◆ Brief 1 ◆
Do these statements agree with the HTTP/2 page? Answer yes or no for each, quoting the words from the page that decide it. (a) With HTTP/1, browsers open between four and eight connections per origin. (b) HTTP/1.1 defines a single way to parse a message. (c) Pipelining in HTTP/1.1 fully solved head-of-line blocking.
◆ Brief 2 ◆
Reproduce the HTTP/2 page word for word, from "one application opening" to "applications (e.g., voip).".

◆ Source passage ◆
Benefits of REST APIs With HTTP/2
HTTP/2 brings with it a lot of benefits for REST APIs, both on the integration side of things and in terms of performance and security.
Join the DZone community and get the full member experience.
Join For Freehttp/1.x vs http/2
first, let's look at some of the high-level differences:
http/2 is binary, instead of textual
binary protocols are more efficient to parse, more compact "on the wire," and, most importantly, they are much less error-prone compared to textual protocols like http/1.x, because they often have a number of affordances to "help" with things like whitespace handling, capitalization, line endings, blank lines, and so on.
for example, http/1.1 defines four different ways to parse a message; in http/2 , there's just one code path.
http/2 is fully multiplexed, instead of ordered and blocking
http/1.x has a problem called "head-of-line blocking," where effectively only one request can be outstanding on a connection at a time.
http/1.1 tried to fix this with pipelining, but it didn't completely address the problem (a large or slow response can still block others behind it). additionally, pipelining has been found very difficult to deploy, because many intermediaries and servers don't process it correctly.
this forces clients to use a number of heuristics (often guessing) to determine what requests to put on which connection to the origin and when; since it's common for a page to load 10 times (or more) the number of available connections, this can severely impact performance, often resulting in a "waterfall" of blocked requests.
multiplexing addresses these problems by allowing multiple request and response messages to be in flight at the same time; it's even possible to intermingle parts of one message with another on the wire.
this, in turn, allows a client to use just one connection per origin to load a page.
http/2 can use one connection for parallelism
with http/1, browsers open between four and eight connections per origin. since many sites use multiple origins, this could mean that a single page load opens more than thirty connections.
one application opening so many connections simultaneously breaks a lot of the assumptions that tcp was built upon; since each connection will start a flood of data in the response, there's a real risk that buffers in the intervening network will overflow, causing a congestion event and retransmits.
you can see a demo of how http/2 is working here: https://http2.akamai.com/demo
additionally, using so many connections unfairly monopolizes network resources, "stealing" them from other, better-behaved applications (e.g., voip).
http/2 uses header compression to reduce overhead
if you assume that a page has about 80 assets (which is conservative in today's web), and each request has 1400 bytes of headers (again, not uncommon, thanks to cookies, referer, etc.), it takes at least 7-8 round trips to get the headers out "on the wire." that's not counting response time - that's just to get them out of the client.
this is because of tcp's slow start mechanism , which paces packets out on new connections based on how many packets have been acknowledged - effectively limiting the number of packets that can be sent for the first few round trips.
in comparison, even a mild compression on headers allows those requests to get onto the wire within one roundtrip - perhaps even one packet.
this overhead is considerable, especially when you consider the impact upon mobile clients, which typically see round-trip latency of several hundred milliseconds, even under good conditions.

◆ Excerpted records ◆

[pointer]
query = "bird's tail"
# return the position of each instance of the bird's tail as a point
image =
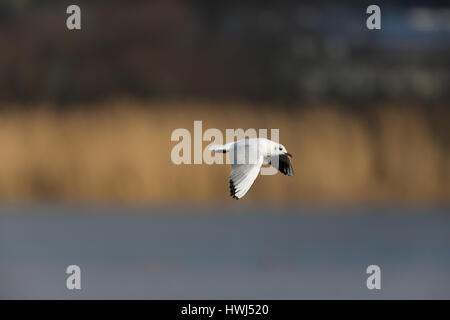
(220, 148)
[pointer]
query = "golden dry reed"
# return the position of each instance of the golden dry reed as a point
(120, 153)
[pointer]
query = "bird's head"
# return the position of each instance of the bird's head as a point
(279, 149)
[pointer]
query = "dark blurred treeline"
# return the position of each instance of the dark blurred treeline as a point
(283, 51)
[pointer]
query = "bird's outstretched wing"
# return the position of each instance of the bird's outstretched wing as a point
(242, 177)
(283, 164)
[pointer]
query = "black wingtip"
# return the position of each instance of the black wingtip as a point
(233, 190)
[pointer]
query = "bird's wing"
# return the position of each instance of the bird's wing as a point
(283, 164)
(242, 177)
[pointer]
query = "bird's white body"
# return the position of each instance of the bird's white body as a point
(247, 157)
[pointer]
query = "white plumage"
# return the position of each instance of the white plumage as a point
(247, 157)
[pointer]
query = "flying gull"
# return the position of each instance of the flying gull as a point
(247, 157)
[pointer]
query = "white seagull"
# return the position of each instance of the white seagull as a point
(247, 157)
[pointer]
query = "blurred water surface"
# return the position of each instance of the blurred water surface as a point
(220, 253)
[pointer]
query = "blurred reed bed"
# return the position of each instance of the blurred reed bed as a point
(120, 153)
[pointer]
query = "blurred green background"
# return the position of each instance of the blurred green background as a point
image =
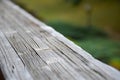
(92, 24)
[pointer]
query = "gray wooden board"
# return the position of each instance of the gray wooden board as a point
(31, 50)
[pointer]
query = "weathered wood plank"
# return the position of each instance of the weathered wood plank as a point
(31, 50)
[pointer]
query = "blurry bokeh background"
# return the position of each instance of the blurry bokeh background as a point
(92, 24)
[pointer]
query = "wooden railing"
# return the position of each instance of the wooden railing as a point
(31, 50)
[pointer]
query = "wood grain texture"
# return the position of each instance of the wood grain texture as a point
(31, 50)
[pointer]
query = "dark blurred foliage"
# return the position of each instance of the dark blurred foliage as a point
(74, 2)
(95, 40)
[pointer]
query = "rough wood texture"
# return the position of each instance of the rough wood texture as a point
(31, 50)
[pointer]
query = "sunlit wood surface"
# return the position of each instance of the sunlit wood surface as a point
(31, 50)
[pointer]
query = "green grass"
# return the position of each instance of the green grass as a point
(106, 14)
(71, 22)
(104, 49)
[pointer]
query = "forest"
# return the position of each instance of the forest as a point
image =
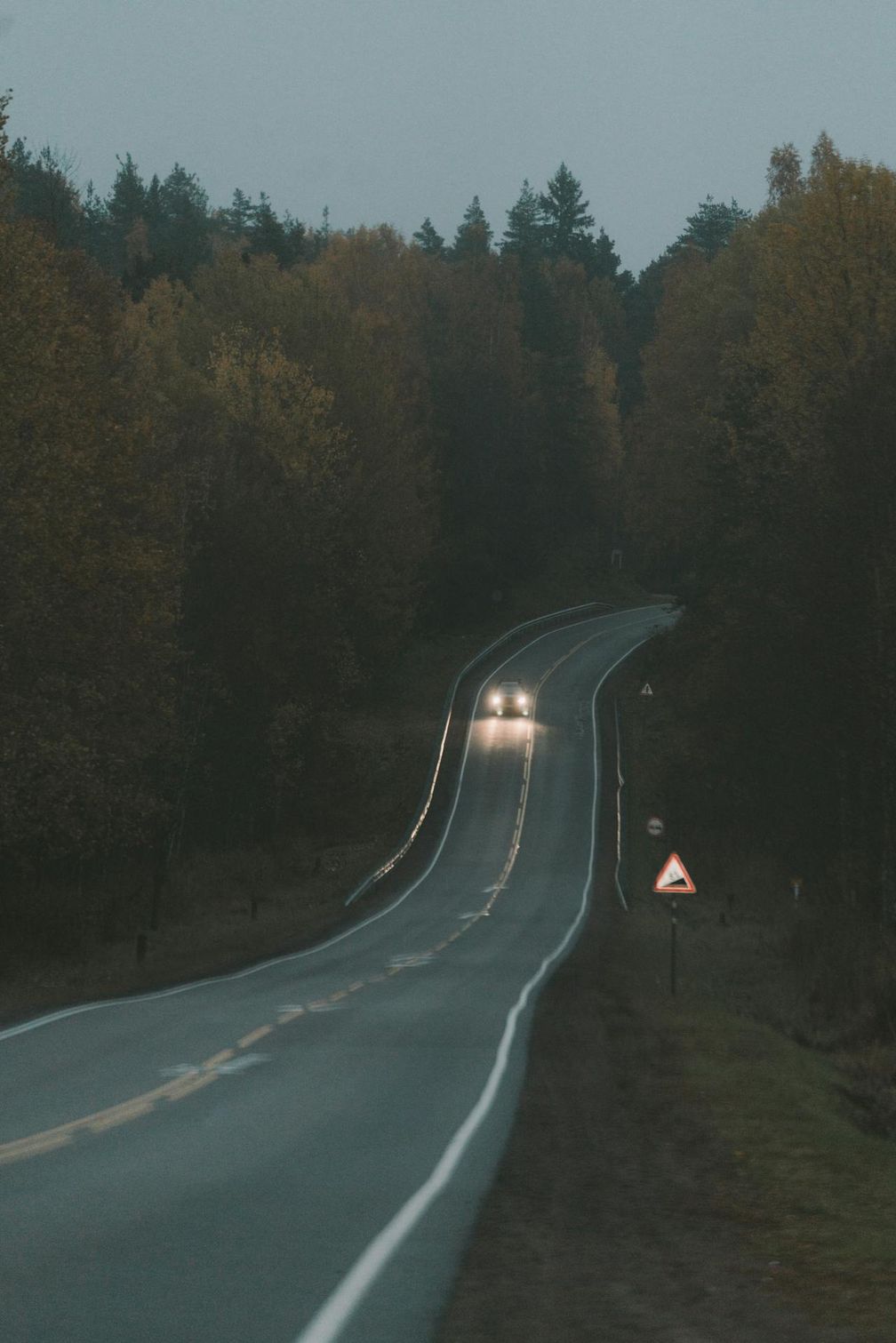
(247, 461)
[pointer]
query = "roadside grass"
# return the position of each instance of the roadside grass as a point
(808, 1134)
(816, 1195)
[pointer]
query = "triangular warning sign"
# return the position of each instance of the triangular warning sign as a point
(673, 878)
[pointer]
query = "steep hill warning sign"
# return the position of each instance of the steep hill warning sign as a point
(673, 878)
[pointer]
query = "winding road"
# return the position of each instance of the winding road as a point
(296, 1153)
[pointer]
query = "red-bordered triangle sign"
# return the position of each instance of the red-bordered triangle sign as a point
(673, 877)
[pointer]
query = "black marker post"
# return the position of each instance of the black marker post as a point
(672, 880)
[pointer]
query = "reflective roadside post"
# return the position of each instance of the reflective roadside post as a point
(672, 880)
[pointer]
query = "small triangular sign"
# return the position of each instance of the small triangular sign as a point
(673, 877)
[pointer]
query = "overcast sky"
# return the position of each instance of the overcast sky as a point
(396, 109)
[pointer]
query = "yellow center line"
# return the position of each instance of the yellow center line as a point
(252, 1035)
(220, 1059)
(173, 1091)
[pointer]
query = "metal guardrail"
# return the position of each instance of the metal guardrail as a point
(559, 617)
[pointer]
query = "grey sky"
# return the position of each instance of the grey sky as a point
(396, 109)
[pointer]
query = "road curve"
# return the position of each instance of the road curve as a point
(296, 1153)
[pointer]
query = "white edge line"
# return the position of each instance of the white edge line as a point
(343, 1301)
(310, 951)
(620, 785)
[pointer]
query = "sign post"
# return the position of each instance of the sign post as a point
(672, 878)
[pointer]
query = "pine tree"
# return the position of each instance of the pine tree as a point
(475, 234)
(428, 241)
(711, 228)
(567, 222)
(524, 233)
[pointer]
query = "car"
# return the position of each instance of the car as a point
(509, 697)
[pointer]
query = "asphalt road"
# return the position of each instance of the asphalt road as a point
(297, 1153)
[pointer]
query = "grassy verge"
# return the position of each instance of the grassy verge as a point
(813, 1187)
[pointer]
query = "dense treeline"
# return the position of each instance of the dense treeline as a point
(762, 484)
(247, 461)
(244, 462)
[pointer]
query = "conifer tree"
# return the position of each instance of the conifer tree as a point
(524, 233)
(428, 241)
(473, 236)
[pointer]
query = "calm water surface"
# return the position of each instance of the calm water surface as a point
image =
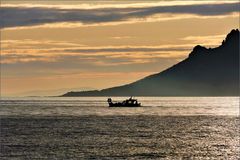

◆ Task output 1 ◆
(a) Yes: "with http/1, browsers open between four and eight connections per origin."
(b) No: "http/1.1 defines four different ways to parse a message"
(c) No: "http/1.1 tried to fix this with pipelining, but it didn't completely address the problem"

◆ Task output 2 ◆
one application opening so many connections simultaneously breaks a lot of the assumptions that tcp was built upon; since each connection will start a flood of data in the response, there's a real risk that buffers in the intervening network will overflow, causing a congestion event and retransmits.
you can see a demo of how http/2 is working here: https://http2.akamai.com/demo
additionally, using so many connections unfairly monopolizes network resources, "stealing" them from other, better-behaved applications (e.g., voip).